§ TASK
What is needed is an exact retyping of each entry, pictures excluded.

Dataset entries
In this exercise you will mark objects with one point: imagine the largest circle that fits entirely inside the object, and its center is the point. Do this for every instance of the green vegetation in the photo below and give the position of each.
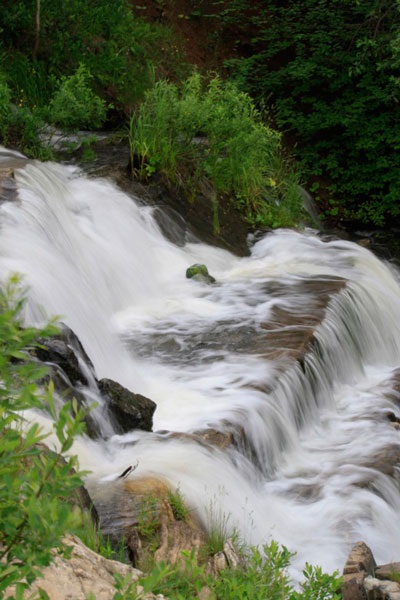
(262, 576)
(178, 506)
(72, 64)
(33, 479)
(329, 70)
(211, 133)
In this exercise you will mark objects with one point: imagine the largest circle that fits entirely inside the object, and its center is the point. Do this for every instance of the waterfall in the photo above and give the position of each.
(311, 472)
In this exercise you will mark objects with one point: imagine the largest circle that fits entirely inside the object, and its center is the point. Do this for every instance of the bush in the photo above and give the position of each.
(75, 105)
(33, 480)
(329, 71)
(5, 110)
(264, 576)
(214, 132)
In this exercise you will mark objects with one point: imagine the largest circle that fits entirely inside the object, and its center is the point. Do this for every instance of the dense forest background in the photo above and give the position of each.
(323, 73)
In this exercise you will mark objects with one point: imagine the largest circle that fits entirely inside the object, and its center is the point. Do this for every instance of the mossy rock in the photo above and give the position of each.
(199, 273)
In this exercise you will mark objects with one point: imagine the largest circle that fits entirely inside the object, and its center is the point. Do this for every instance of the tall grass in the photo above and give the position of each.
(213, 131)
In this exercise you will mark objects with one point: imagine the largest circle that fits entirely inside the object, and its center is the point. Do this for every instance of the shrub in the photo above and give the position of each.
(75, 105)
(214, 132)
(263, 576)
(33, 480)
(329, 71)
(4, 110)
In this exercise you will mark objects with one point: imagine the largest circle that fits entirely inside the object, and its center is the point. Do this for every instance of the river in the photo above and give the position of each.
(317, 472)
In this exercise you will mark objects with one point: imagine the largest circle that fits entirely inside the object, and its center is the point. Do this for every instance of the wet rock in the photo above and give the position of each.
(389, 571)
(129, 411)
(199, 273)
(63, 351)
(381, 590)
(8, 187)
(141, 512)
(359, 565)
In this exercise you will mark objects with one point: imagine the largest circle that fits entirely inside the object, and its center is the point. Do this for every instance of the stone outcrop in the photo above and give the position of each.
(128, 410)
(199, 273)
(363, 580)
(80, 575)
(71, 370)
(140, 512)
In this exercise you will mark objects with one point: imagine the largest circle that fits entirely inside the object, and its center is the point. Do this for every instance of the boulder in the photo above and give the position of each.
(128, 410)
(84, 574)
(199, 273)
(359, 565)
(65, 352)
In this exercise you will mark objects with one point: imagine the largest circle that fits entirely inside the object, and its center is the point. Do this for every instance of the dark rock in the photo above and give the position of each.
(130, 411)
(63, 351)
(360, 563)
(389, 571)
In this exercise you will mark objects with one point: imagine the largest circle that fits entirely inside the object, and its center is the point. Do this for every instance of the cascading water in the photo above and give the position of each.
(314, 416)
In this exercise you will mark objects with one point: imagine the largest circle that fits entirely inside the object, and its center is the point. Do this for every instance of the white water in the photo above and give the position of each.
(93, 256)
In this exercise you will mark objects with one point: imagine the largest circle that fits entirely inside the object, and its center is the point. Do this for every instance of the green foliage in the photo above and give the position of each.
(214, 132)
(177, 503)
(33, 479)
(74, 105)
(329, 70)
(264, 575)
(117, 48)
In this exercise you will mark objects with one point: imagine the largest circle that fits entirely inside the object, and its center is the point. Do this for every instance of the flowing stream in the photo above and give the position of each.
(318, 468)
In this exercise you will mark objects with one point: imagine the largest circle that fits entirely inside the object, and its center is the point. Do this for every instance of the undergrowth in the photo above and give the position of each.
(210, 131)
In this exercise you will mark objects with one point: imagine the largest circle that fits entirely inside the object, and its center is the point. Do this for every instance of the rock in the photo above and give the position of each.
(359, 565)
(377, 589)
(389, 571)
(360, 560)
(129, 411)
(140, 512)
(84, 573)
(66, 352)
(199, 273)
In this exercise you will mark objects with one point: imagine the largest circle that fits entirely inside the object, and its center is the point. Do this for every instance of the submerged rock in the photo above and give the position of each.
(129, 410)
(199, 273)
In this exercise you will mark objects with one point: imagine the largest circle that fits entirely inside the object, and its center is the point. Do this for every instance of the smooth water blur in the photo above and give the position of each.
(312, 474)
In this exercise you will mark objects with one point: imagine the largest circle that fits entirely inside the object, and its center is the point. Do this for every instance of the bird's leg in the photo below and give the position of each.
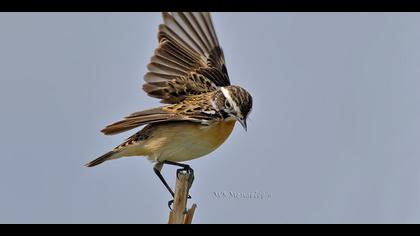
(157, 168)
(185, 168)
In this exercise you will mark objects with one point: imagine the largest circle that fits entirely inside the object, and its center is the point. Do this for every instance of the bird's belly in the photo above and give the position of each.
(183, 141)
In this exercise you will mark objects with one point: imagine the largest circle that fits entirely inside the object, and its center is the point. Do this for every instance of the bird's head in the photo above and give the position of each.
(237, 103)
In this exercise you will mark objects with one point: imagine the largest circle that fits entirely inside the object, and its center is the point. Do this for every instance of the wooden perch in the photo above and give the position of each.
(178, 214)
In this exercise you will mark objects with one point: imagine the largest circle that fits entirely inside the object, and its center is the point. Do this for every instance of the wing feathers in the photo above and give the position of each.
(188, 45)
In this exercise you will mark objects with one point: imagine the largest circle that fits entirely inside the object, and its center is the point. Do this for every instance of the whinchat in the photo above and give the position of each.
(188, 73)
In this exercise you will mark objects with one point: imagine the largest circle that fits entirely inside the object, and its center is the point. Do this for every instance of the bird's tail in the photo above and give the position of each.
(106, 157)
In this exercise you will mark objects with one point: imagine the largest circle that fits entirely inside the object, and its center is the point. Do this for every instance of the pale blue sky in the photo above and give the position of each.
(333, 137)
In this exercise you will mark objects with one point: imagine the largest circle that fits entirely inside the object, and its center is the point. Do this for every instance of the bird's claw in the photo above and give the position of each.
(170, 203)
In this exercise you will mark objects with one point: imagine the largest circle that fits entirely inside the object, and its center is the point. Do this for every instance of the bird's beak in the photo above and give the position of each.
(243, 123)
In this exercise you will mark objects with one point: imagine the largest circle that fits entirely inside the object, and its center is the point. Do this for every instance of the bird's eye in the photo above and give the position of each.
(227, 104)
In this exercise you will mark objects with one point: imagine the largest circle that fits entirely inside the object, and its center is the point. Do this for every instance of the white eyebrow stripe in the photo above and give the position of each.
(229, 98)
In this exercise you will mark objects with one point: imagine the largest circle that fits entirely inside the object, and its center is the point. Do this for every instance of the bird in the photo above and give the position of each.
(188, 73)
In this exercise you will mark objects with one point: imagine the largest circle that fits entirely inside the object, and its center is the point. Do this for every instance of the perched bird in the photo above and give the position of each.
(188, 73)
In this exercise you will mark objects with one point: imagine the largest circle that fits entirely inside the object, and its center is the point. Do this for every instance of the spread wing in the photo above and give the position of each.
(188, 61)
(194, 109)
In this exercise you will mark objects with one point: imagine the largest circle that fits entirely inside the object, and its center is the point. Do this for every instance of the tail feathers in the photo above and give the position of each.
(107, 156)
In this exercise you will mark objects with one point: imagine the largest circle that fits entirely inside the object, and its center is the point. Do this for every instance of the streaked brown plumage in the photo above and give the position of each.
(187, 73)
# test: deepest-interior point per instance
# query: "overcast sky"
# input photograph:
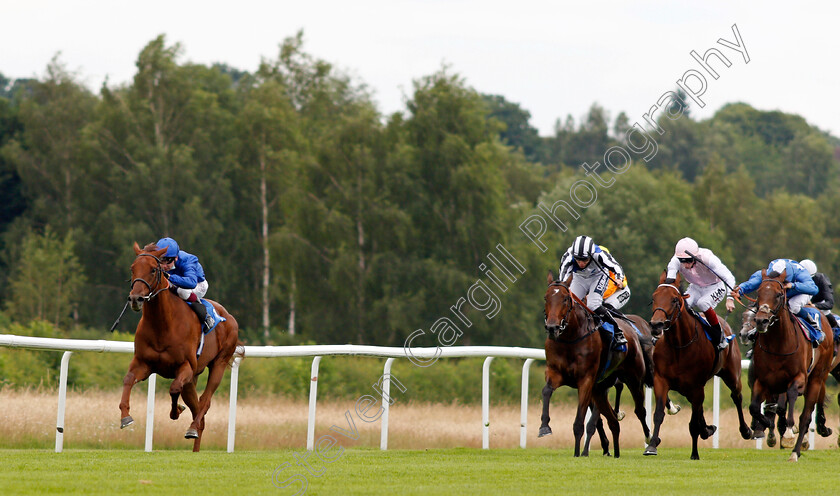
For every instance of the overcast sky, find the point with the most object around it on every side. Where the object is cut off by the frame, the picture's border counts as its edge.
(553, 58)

§ EXERCISE ANSWER
In this exercise you will mark objects with one point: imagine the largest circle that fits entirely inside the object, and its center is the point. Do this for every instance of the green vegetation in the photo below and give the position of each.
(262, 576)
(178, 506)
(72, 64)
(33, 479)
(329, 70)
(211, 133)
In this exercise you will mark objects with one point: imagine the largest circle that fits entirely inside the object, and its center is the point. Do this for every instance of the waterfall in the photo above and give the position of each.
(311, 472)
In this exercise you will mark objects with one point: imagine the largest circle that fits entirely inside the object, and its center is the point. Do this for every instance of the bush in the photo above and give the position of each.
(75, 105)
(33, 480)
(329, 71)
(5, 110)
(264, 576)
(214, 132)
In this exercise you will mark objects with one point: imagine the largest circle that fits entirely inside the object, and its center is the point. Do this for every instance of the dense forest background in the photo above and give the position of each.
(323, 73)
In this exercise you will mark objects with one point: imagine the largest circle that fits entirely inside the object, and its center is the point. Do this for every instance of the mossy rock in the photo above and give the position of each.
(199, 273)
In this exercise you will mark objects with one point: imagine the largest circle that fits entirely inside the object, and its center is the point. Do this for every instance of the tall grass in the photo above and give the position of each.
(213, 131)
In this exercise you will mark objects with one point: imagine the largest circle that fits entirely inside the object, and its center is the point. Do this for every instance of the shrub in the photo above and give the position of each.
(75, 105)
(214, 132)
(263, 576)
(33, 480)
(329, 71)
(4, 110)
In this exercise you will mark objects with one point: imagine the largest circle that fits entirely inside the object, and its center is the point. Do this for every instance of the river in the photo above and give the position of each.
(317, 472)
In this exercise you will mark objects with one point: imagine the largest circle that fits entirely inside the object, and its center is the point. Do this for every instance of the wet rock in the photo above and give the position of each.
(389, 571)
(129, 411)
(199, 273)
(63, 351)
(381, 590)
(8, 187)
(141, 512)
(359, 565)
In this exercise you will mark objects with one point: imagine the largest circle that fits entirely inside the object, and its center is the point. Do this for every instance of the stone outcrop in the photo above and give the position of each.
(128, 410)
(199, 273)
(363, 580)
(80, 575)
(71, 370)
(140, 512)
In this exercise you will mark objects with one point: imagine the largest circle that fits entirely inside the object, and its center is the point. Do this for every instance of the boulder in the photo above and give the position of each.
(128, 410)
(84, 574)
(199, 273)
(359, 565)
(65, 352)
In this exercise you will mark objects with one point: imagine the largest circle that fits entirely inside the object, and its center is the point. Do this for every instance of the dark rock in the photo above and give the position of each.
(130, 411)
(63, 351)
(360, 563)
(389, 571)
In this exercise you will mark objects with one point: imagine the largest circle that fits entirely inside the object, and its center is the point. Do this for every instance of the cascading water in the photo above and give the position of each.
(314, 416)
In this exercise you will mark objects with one point: imagine the largest circle that fits entirely inside the object, and its center is the point. Do this for every instance of the white water in the photo above and give the position of each.
(93, 256)
In this exercise you will mark objects with one point: imagine the largest circle that fits entirely inside the object, and its center is the point. Do this for every instance of the green foliage in the photo above and give the position of each.
(214, 132)
(177, 503)
(33, 479)
(74, 105)
(329, 70)
(264, 575)
(117, 48)
In this exercise you will mark objects with one point: imagine the largest circle that fits entirely inside the object, and its center is the point. Do this for every instance of the flowing stream in the photo above and give the position of each.
(318, 468)
In this exercise you will mark objects with one point: imagine the largest circle that fits entirely inside the object, and its center is the point. Do this for every instance of the undergrowth in the photo above and give the position of each.
(210, 131)
In this exercise you will mark objects with one point: imagine the largest circle that fits entirely inside the object, and its center is the point. Do this for every instance of the rock in the photo above and give the position of each.
(359, 565)
(377, 589)
(389, 571)
(360, 560)
(129, 411)
(140, 512)
(84, 573)
(66, 352)
(199, 273)
In this exercise you will mark objects with one point: imagine the largest circle that fits entirely inside the object, and its center is the point. Do this for every instance of the submerged rock in the photo above and give the position of each.
(129, 410)
(199, 273)
In this exercise you will mark objects with one point: imagine the largest circle that fits entirely inside the object, and its center is the point. Do this for every instance of the smooth water blur in the photo above and give the position of each.
(312, 474)
In this exercise you will mark objects with one point: imagine the largest circle that fits entirely inside the object, and its center is the point. Do this for every instance of the bird's leg in the photo below and give the position of each.
(157, 168)
(185, 168)
In this exercise you will mark objects with one point: imagine the largest circle that fits entirely inside the object, and its center is the point. Do this for every instance of the bird's belly in the photo above and give the position of each.
(183, 141)
In this exercise you will mark objects with one point: imagine the largest circle that fits entirely inside the object, and its center is the point. Do this for every instance of the bird's head in the photo above and give the position of each.
(237, 103)
In this exercise you will mark objects with one point: imagine the largest circle that fits entirely inside the object, and its center is the point. Do this for every instance of the wooden perch in the photo above and give the position of each.
(178, 214)
In this exercise you will mark objects with one point: imagine the largest circle that fits entirely inside the object, and its center is the point. Do this for every instance of the wing feathers in the photo above and give the position of each.
(188, 45)
In this exercise you will mark objects with one point: imagine the largest circle that fits entirely inside the object, and its center is the point. Do this for every instance of the whinchat in the photo above and give the position of each.
(188, 73)
In this exercise you will mark objects with one point: imagine the largest circle that fits entirely inside the object, and its center is the point. Do this for every instance of the bird's tail in the photo above and give the position of each.
(106, 157)
In this exercise you will mark objects with one point: imagine the largest circle that fits entirely inside the object, and its center is the point. Do this for every instance of the pale blue sky in the photo above and give the position of each.
(333, 137)
In this exercise you will mark objects with one point: imagine the largest circle that fits entirely inside the object, and its center is the point. Do this for every instance of the bird's claw in the photo above and give the position of each.
(170, 203)
In this exercise you will mark objects with one point: imagine the largest circle that fits entirely inside the object, and its center is the point. Do this for every instance of the bird's beak in the photo above and give the position of each.
(243, 123)
In this exercise you will mark objects with one point: imagine the largest circle that fits entirely inside the object, and its center is the point. Do this for every instance of the bird's eye in the photo above and give the position of each.
(227, 104)
In this exercise you will mark objects with one point: imagine the largest circle that fits entirely inside the object, and its center is the point. Do this for every instance of the white eyebrow stripe in the photo above and give the position of each.
(229, 98)
In this exercise you will mark objects with one point: imagine the largest circle that fits entirely inside the object, and its center is the point. Do this for every instance of the bird in the photo above and give the position of each.
(188, 73)
In this exercise you will mark objects with one point: imagine the largest circle that fits entirely inside the object, and its center is the point. Do this for every instance of the perched bird in the photo above and give the position of each.
(188, 73)
In this exercise you will mark objects with one point: imagine the largest circle that fits entirely inside the object, and its center is the point. Do this for every instance of the spread wing in the photo above and give the position of each.
(188, 61)
(194, 109)
In this exercise you will mark objects with one point: imagine the largest circle that fits entirely inside the object, and its center is the point. Do this for every instance of the tail feathers in the photo above and give the position of each.
(107, 156)
In this exercise you will mark objects with one point: imagine the largest circle that fits entirely inside the object, and its center is the point. Do this for every instance of the streaked brown plumage in the photo above and give the position of each.
(187, 73)
# test: deepest-interior point per instance
# query: "overcast sky"
# input photograph:
For every instance of the overcast sky, find the point with the most object around it on every side. Where the object is cut off by the frame, the picture's border counts as its edge.
(553, 58)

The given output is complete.